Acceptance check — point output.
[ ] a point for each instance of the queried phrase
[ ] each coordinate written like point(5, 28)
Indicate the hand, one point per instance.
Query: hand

● Work instructions:
Nothing but the lines from the one with "Indicate the hand, one point per instance." through the last line of the records above should be retyped, and those word for word.

● Output:
Indicate the hand, one point per instance.
Query: hand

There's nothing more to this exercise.